AIM
Repeat the passage of the tribunal decision from "For the Appellant: Mr" up to and including "human rights claim.", word for word.

***** EXCERPT PROVIDED *****

The decision

Upper Tribunal
(Immigration and Asylum Chamber)

Appeal Number: UI-2022-000851


Heard at Field House
Decision & Reasons Promulgated
On the 25 August 2022
On the 05 October 2022






For the Appellant: Mr Mavrantonis, instructed by Farani Taylor Solicitors
For the Respondent: Mr Melvin, Senior Presenting Officer

1. The outcome of this appeal was substantially agreed between the parties and the decision which follows is in short form as a result.
2. The appellant is a Nigerian national who was born on 20 June 1975. He appeals, with permission granted by Upper Tribunal Judge Grubb, against First-tier Tribunal Judge Davey’s dismissal of his appeal against the respondent’s refusal of his human rights claim.
3. The appellant entered the UK in 2011 and overstayed upon the expiry of his leave to enter later that year. In January 2020, he applied for leave to remain on human rights grounds, relying on his relationship with his elderly aunt and his private life in the UK. The respondent refused that application in February 2020, holding that the appellant could not meet the Immigration Rules and that his removal would not be unlawful under section 6 of the Human Rights Act 1998.

***** INFORMATION GIVEN *****

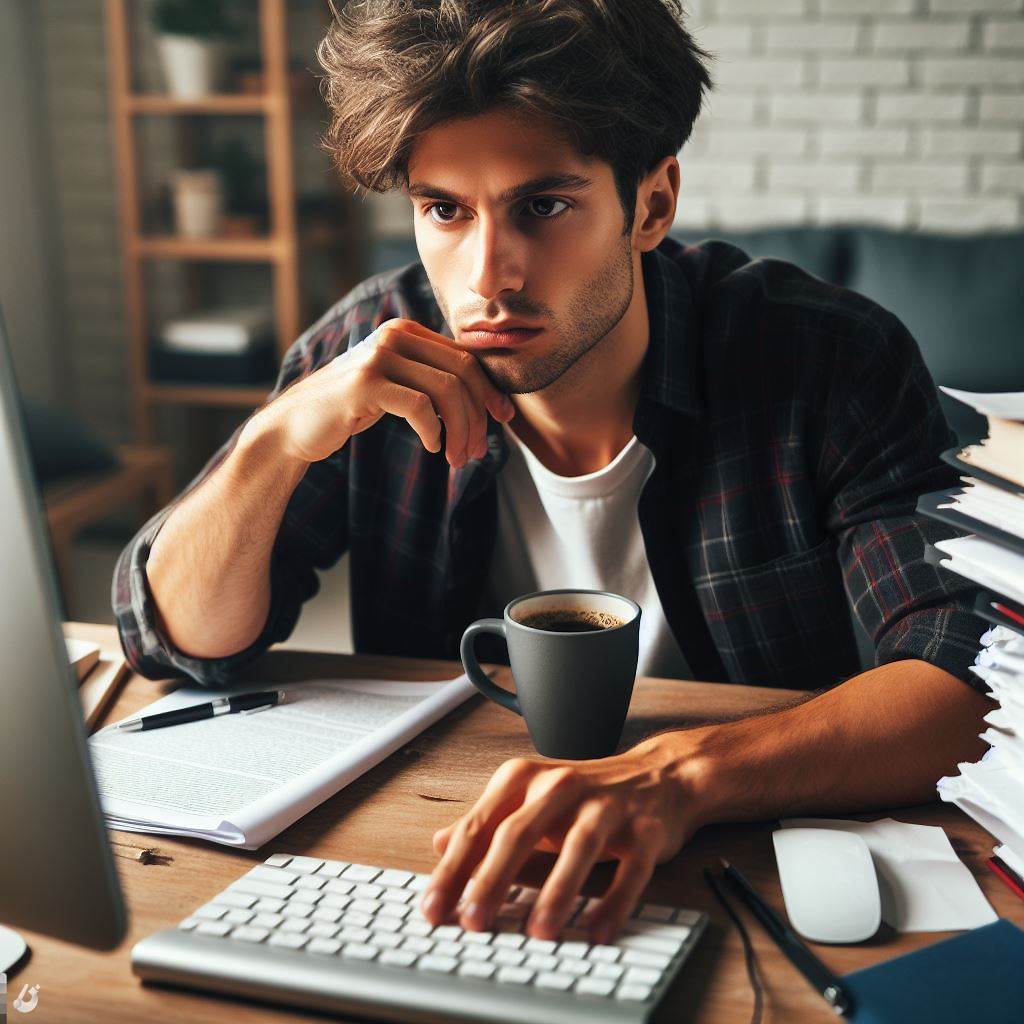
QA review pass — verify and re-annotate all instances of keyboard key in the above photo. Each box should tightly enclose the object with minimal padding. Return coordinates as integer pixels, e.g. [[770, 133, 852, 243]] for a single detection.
[[523, 939, 558, 953], [324, 879, 355, 896], [637, 903, 676, 921], [288, 857, 324, 874], [458, 961, 497, 980], [498, 967, 534, 985], [490, 948, 526, 967], [306, 938, 341, 956], [623, 967, 662, 985], [252, 913, 285, 931], [557, 942, 590, 959], [401, 935, 434, 955], [416, 953, 459, 974], [193, 921, 231, 938], [341, 942, 377, 959], [341, 864, 381, 882], [616, 935, 682, 956], [558, 956, 590, 978], [615, 985, 650, 1002], [377, 949, 416, 967], [352, 882, 384, 899], [243, 864, 298, 886], [523, 953, 558, 973], [622, 949, 672, 971], [573, 978, 615, 995], [193, 903, 227, 921], [210, 889, 256, 910], [534, 973, 575, 992], [228, 874, 295, 899], [377, 868, 413, 889], [672, 910, 700, 928]]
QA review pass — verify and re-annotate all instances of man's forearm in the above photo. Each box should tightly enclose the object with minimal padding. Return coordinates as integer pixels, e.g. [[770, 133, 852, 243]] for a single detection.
[[146, 421, 306, 657], [641, 660, 993, 824]]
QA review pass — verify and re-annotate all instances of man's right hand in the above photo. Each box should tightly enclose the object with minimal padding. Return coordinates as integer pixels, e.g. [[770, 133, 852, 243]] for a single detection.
[[247, 318, 515, 468]]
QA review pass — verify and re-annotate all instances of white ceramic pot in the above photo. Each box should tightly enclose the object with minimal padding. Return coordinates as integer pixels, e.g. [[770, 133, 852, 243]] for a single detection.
[[172, 171, 224, 239], [157, 35, 224, 99]]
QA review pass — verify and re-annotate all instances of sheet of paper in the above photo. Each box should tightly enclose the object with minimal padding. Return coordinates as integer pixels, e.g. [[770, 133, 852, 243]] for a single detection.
[[781, 818, 997, 932], [90, 676, 475, 849], [939, 384, 1024, 420]]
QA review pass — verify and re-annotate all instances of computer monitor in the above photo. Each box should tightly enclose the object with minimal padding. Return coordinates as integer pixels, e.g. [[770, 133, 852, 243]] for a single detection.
[[0, 310, 127, 973]]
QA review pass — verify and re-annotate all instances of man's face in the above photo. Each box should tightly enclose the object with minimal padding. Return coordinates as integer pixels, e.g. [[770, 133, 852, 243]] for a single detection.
[[409, 111, 639, 394]]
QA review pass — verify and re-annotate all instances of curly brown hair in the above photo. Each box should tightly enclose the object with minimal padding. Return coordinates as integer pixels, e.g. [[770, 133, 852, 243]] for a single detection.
[[316, 0, 712, 231]]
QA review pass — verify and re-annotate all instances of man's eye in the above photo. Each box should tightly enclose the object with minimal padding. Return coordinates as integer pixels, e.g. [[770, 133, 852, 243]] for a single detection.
[[526, 196, 569, 220]]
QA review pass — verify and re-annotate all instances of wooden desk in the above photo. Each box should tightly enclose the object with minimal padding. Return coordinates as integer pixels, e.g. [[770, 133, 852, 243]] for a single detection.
[[18, 627, 1024, 1024]]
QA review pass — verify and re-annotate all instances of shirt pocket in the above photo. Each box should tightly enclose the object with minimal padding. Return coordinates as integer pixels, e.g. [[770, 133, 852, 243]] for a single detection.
[[701, 537, 860, 689]]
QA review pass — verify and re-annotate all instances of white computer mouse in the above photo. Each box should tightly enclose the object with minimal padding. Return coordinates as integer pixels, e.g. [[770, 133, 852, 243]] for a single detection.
[[772, 828, 882, 942]]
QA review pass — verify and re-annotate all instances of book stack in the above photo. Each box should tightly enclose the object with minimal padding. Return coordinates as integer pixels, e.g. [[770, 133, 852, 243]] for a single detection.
[[918, 388, 1024, 899]]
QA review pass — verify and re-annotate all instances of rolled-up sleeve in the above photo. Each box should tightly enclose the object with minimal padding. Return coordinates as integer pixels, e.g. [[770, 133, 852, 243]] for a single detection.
[[819, 307, 987, 691], [111, 310, 355, 687]]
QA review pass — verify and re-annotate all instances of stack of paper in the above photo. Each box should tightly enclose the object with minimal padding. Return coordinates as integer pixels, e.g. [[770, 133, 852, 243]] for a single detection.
[[89, 675, 476, 850], [939, 626, 1024, 874]]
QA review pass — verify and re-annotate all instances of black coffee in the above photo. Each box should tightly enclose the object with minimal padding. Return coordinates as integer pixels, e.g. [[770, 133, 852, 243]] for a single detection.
[[519, 608, 626, 633]]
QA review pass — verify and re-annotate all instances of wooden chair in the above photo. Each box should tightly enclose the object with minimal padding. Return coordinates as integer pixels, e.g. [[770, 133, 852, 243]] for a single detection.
[[43, 444, 174, 605]]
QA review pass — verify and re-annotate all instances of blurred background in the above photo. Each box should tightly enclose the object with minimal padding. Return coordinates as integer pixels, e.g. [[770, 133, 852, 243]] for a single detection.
[[0, 0, 1024, 650]]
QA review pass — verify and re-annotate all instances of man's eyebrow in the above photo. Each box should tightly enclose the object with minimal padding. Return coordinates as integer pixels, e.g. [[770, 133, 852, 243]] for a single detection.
[[406, 174, 594, 206]]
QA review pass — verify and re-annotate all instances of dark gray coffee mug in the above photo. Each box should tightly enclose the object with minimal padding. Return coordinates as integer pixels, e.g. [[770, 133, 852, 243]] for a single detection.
[[462, 590, 640, 760]]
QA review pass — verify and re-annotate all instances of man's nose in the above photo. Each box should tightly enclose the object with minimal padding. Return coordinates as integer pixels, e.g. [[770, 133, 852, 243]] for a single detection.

*****

EXPECTED OUTPUT
For the Appellant: Mr Mavrantonis, instructed by Farani Taylor Solicitors
For the Respondent: Mr Melvin, Senior Presenting Officer

1. The outcome of this appeal was substantially agreed between the parties and the decision which follows is in short form as a result.
2. The appellant is a Nigerian national who was born on 20 June 1975. He appeals, with permission granted by Upper Tribunal Judge Grubb, against First-tier Tribunal Judge Davey’s dismissal of his appeal against the respondent’s refusal of his human rights claim.